BEGIN Source passage
Methods: Demographics, panoramic radiographs (taken at the beginning of dental treatment), and cone-beam computed tomographic scans (taken for implant surgical planning) of 25 patients receiving 31 implants were analyzed. Bone samples retrieved from implant sites were assessed with dual x-ray absorptiometry, microcomputed tomography, and histology. Odds ratio, sensitivity, and specificity of all variables to predict high peak IT were assessed.
Results: A ridge cortical thickness >0.75 mm and a normal appearance of the inferior mandibular cortex were the most sensitive variables for predicting high peak IT (87.5% and 75%, respectively). A classification based on the combination of both variables presented high sensitivity (90.9%) and specificity (100%) for predicting IT.
Conclusions: Within the limitations of this study, the results suggest that it is possible to predict IT accurately based on radiographic findings of the patient. This could be useful in the treatment plan of immediate loading cases.
Success of dental implant osseointegration depends on the density and amount of available bone and on primary implant stability, i.e., the absence of implant mobility in the bone bed after surgical placement.1 One of the indicators of primary stability is the implant insertion torque (IT).2,3 An adequate IT should be ensured to avoid implant micromotion and consequent failure during the osseointegration process.4 In addition, a high IT is one of the factors recommended for immediate loading of the implant, leading to shorter treatments.5-8 Therefore, it could be hypothesized that the ability to predict IT would improve treatment planning, allowing the clinician to choose an adequate implant design, drilling sequence, and loading time.
END Source passage
BEGIN Material shown
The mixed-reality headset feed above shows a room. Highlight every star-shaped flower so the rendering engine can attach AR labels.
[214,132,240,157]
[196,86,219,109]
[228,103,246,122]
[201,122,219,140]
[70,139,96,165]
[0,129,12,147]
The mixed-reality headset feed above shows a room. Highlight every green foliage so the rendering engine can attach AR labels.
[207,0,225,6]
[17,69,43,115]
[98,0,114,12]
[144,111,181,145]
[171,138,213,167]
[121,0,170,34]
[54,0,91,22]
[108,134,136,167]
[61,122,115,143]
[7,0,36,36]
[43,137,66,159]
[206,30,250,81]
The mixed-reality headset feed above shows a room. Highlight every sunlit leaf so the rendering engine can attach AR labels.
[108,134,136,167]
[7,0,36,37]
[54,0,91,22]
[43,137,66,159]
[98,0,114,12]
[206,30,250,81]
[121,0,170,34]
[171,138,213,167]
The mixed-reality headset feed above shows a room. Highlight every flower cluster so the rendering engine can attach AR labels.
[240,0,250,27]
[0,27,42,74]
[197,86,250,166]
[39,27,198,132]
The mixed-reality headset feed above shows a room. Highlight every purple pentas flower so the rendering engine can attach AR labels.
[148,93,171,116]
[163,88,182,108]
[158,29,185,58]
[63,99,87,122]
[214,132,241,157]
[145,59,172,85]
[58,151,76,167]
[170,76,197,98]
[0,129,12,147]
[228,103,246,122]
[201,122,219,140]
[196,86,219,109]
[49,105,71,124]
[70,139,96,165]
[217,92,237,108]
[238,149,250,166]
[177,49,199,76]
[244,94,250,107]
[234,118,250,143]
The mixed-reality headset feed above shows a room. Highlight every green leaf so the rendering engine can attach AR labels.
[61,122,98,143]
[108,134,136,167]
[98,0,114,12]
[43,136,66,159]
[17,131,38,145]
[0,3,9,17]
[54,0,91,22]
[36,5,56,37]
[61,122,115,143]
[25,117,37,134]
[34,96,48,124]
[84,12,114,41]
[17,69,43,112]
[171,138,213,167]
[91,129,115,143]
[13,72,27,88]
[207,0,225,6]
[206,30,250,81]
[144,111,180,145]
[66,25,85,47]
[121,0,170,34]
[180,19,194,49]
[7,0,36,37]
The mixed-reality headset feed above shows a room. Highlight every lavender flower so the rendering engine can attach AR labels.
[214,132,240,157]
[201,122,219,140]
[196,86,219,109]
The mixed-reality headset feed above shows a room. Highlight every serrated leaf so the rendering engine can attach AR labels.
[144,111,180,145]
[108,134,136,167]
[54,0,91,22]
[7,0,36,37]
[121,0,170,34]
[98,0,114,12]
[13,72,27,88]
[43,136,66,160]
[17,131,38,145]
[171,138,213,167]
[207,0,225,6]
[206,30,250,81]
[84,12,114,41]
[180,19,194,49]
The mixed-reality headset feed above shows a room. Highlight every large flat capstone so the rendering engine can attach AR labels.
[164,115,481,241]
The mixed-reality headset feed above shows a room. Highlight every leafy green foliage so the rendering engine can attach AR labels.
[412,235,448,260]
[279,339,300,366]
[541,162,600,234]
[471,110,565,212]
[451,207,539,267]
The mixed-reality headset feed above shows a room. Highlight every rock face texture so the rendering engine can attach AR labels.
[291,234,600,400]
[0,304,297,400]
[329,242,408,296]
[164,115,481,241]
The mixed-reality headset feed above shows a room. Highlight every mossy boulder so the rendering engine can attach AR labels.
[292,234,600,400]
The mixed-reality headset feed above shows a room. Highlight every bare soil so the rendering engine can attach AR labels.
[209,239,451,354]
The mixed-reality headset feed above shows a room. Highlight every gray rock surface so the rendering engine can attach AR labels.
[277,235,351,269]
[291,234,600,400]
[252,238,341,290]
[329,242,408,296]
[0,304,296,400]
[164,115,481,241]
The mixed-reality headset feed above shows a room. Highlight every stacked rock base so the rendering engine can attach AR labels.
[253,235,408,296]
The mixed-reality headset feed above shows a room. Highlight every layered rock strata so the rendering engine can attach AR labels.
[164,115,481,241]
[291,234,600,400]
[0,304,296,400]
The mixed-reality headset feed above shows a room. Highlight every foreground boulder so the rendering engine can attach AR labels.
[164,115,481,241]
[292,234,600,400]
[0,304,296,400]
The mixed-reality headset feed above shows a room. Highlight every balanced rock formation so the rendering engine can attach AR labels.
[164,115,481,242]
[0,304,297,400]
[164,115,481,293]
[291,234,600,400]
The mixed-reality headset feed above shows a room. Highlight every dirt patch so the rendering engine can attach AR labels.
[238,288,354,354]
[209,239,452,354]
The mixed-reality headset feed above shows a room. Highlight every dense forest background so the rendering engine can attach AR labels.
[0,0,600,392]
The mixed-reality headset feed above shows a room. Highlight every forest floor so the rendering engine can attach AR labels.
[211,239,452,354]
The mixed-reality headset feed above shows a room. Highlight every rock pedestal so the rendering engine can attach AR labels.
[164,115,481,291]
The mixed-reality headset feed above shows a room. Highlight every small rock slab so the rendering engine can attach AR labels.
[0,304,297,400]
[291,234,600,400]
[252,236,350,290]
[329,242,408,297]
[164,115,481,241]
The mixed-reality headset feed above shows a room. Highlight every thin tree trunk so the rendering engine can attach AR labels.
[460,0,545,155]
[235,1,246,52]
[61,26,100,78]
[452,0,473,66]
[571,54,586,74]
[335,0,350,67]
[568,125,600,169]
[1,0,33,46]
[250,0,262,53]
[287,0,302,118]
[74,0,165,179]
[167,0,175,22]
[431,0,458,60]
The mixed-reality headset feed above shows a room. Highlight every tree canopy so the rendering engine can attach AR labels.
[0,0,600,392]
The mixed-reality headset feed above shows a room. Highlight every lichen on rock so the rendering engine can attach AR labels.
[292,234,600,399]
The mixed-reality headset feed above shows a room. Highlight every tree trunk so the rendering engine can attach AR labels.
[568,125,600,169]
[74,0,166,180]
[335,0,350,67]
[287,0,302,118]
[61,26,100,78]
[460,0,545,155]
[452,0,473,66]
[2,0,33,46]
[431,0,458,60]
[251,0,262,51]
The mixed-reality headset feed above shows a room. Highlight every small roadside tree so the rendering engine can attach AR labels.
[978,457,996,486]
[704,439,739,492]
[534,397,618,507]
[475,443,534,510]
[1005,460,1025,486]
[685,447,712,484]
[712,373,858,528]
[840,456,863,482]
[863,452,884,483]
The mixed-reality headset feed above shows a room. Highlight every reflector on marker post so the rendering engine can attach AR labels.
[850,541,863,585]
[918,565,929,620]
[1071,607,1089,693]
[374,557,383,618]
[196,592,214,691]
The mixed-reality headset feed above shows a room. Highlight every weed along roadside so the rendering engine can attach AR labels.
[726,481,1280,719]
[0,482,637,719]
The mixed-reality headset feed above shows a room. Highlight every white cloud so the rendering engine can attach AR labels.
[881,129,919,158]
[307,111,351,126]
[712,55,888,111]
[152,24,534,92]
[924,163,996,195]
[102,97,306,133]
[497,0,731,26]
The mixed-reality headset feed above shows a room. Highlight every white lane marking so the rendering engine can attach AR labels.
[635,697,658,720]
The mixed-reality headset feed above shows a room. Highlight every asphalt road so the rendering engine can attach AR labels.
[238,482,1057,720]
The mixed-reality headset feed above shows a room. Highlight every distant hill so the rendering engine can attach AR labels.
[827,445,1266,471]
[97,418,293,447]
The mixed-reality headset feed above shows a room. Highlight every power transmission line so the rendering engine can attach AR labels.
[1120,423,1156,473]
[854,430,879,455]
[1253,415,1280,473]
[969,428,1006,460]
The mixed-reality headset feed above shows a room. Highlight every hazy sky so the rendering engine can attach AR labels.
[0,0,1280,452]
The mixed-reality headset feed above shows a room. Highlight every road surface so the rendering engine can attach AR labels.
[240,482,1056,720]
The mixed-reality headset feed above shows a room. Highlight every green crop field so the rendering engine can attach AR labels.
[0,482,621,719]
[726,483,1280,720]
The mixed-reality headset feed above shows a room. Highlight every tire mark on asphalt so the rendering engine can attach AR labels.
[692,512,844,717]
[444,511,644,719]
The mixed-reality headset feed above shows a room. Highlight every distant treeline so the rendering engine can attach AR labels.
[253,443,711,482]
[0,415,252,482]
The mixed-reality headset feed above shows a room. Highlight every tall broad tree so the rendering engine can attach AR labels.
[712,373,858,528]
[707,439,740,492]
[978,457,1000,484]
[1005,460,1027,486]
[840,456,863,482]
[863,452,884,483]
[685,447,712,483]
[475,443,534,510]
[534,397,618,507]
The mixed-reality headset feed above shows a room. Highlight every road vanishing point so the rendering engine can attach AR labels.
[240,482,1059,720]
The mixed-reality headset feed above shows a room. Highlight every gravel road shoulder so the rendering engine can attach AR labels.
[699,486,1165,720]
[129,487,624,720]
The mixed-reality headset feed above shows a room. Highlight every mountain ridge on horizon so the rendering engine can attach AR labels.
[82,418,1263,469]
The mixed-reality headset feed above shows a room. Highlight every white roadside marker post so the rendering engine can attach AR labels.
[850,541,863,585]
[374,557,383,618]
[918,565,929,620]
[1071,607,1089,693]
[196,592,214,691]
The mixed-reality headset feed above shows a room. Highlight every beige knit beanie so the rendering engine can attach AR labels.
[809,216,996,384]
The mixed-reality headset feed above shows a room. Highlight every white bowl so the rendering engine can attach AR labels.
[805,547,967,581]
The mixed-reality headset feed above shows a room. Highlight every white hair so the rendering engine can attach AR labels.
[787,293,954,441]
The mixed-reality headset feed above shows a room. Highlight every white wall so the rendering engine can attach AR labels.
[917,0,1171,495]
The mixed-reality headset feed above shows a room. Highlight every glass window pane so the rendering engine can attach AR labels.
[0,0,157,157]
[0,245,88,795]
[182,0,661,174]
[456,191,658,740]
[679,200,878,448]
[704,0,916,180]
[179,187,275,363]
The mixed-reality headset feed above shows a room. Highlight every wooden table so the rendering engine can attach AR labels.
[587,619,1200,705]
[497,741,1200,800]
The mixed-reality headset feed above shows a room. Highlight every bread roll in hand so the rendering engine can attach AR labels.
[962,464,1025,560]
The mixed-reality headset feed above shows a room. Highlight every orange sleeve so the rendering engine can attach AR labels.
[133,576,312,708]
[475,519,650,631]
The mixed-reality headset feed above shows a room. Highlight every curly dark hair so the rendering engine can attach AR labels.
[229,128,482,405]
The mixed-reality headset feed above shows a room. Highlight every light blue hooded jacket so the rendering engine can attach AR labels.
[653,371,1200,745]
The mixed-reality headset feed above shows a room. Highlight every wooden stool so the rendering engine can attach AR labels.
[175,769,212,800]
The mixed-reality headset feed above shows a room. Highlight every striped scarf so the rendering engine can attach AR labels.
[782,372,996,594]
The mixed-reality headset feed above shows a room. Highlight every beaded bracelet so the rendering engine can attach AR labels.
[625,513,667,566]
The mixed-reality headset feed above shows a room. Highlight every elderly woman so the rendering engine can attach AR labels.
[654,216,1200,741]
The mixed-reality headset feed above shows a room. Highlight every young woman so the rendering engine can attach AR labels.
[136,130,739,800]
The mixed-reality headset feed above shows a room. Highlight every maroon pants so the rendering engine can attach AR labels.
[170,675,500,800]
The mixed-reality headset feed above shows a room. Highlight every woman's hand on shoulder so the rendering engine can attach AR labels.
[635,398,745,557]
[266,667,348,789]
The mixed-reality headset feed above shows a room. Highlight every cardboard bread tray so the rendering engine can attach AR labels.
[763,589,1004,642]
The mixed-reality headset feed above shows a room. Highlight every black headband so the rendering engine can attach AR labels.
END Material shown
→ **Tasks to carry out**:
1. In the insertion torque passage, give the words from "Conclusions: Within the" to "immediate loading cases." again, swapping "immediate loading" for "delayed loading".
2. Do these statements agree with the insertion torque passage? Answer yes or no for each, quoting the words that decide it. (a) Bone samples from implant sites were assessed with dual x-ray absorptiometry. (b) The study analyzed 31 patients. (c) The classification combining both variables showed 100% sensitivity for predicting IT.

→ **Your responses**:
1.
Conclusions: Within the limitations of this study, the results suggest that it is possible to predict IT accurately based on radiographic findings of the patient. This could be useful in the treatment plan of delayed loading cases.

2.
(a) Yes: "Bone samples retrieved from implant sites were assessed with dual x-ray absorptiometry, microcomputed tomography, and histology."
(b) No: "25 patients receiving 31 implants were analyzed."
(c) No: "presented high sensitivity (90.9%) and specificity (100%) for predicting IT."